* **Data for this task**
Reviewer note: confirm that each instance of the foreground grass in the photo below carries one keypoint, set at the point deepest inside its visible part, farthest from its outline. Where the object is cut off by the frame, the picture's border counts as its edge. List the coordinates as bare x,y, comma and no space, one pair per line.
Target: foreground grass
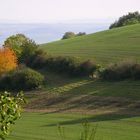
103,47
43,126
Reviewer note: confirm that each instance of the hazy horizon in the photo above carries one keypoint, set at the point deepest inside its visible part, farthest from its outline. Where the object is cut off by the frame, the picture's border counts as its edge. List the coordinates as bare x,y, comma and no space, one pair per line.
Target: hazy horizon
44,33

...

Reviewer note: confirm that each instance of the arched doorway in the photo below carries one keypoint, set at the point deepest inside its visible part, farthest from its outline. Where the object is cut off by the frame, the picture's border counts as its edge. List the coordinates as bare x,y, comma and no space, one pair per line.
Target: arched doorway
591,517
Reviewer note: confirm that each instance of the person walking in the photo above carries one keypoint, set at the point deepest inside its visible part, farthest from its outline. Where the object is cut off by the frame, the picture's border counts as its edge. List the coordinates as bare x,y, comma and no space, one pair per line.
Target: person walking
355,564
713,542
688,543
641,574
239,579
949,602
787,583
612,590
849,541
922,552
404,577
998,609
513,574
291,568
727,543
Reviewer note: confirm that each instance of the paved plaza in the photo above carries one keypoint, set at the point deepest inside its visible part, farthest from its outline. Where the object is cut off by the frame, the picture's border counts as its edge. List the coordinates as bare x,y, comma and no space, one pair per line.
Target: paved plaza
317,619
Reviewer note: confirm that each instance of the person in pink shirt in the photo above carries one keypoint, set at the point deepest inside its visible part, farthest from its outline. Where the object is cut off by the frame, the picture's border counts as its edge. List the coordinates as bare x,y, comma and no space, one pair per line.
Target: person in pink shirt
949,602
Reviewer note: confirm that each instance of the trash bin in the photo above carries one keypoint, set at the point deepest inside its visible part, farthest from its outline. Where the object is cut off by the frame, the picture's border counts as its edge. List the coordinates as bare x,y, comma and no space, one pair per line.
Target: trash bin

* * *

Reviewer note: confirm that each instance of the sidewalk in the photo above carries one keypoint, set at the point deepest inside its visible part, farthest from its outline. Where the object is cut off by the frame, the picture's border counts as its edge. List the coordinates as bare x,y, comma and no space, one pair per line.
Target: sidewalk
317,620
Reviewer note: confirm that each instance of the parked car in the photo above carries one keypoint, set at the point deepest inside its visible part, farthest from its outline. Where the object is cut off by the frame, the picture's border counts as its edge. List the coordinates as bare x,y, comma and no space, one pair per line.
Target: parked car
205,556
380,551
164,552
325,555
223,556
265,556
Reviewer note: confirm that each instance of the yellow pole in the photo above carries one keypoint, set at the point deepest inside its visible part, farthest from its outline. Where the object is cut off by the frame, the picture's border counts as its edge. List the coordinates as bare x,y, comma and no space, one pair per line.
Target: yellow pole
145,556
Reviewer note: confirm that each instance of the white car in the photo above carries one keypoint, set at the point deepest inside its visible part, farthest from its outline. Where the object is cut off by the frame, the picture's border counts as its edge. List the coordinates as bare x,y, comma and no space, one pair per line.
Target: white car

* **To do**
Take from the material above the lines running from the one with "Target: parked car" through the one with "Reviewer note: confirm that each instance of the yellow", and repeat them exactly, with nothing else.

* **Answer**
Target: parked car
205,556
380,551
164,552
325,555
223,556
265,556
Reviewer note: confirm that each instance of the yellow pole in the photo above carries one keypoint, set at the point deepest inside its visible part, farthest from its outline. Where the object is cut off by the frame, the picture's border counts as its edge. List the coordinates as bare x,y, comma and no space, one pair per line.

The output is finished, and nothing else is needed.